Write out again every line in the stretch from the start of the lines below through the line containing "[(127, 491), (635, 307)]", shifting each coordinate number up by 97.
———
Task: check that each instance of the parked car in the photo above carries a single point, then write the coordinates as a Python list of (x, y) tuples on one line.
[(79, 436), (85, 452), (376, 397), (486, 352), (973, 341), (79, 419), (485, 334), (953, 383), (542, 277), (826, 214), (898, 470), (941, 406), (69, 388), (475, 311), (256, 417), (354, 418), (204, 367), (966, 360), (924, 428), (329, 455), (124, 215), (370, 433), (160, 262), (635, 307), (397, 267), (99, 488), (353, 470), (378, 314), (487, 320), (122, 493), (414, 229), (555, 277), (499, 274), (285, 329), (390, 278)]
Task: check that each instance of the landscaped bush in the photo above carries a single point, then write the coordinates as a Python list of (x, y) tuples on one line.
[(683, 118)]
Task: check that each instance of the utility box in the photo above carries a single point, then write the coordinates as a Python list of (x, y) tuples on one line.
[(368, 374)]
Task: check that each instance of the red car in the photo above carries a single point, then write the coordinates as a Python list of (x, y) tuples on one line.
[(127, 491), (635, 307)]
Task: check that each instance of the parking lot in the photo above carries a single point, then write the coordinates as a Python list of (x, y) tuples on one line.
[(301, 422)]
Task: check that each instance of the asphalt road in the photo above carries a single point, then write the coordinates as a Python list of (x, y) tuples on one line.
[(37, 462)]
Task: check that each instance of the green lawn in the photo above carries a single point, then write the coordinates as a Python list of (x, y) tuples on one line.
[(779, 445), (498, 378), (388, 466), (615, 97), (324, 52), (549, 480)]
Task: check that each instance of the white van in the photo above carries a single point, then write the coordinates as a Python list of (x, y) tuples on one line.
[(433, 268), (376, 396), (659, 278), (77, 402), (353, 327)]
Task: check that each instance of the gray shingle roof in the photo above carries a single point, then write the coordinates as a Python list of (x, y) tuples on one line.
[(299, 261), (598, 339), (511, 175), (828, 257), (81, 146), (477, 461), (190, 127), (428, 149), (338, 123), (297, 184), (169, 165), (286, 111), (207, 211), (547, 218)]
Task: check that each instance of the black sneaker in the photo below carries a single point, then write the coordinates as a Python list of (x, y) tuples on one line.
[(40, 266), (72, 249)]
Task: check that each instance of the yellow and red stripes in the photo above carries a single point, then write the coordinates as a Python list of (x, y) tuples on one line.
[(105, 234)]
———
_Result for this exercise_.
Task: check that each instance of the parked car in the photo above carries a single point, then write the coordinates as a Python list of (x, y) tuples on one line.
[(176, 533), (182, 549), (473, 494), (583, 449), (1070, 438), (176, 516), (582, 431), (1050, 480), (639, 374), (923, 311), (995, 567), (1038, 503), (166, 485), (572, 408), (353, 514), (451, 515), (301, 464), (1063, 457), (1021, 525), (426, 552), (221, 312), (467, 530), (257, 359), (732, 404), (494, 364), (196, 585), (450, 567), (475, 411), (584, 417), (219, 590), (511, 326), (652, 374), (596, 371), (382, 426), (487, 375)]
Task: check that each instance of the landscaped bush in the photo above carries a single point, then write the coordinates as a Python list of (x, y) tuples on one line.
[(780, 215)]
Task: check that each instance of the utility box in the photo above carries a single point, then write the coordinates as a Python list of (x, y) tuples on one line.
[(465, 471)]
Task: check that each instance of the red car in the photo above carries a single point, then write the coordinates as a Python list of (x, y) tuples on one line.
[(224, 588), (732, 404)]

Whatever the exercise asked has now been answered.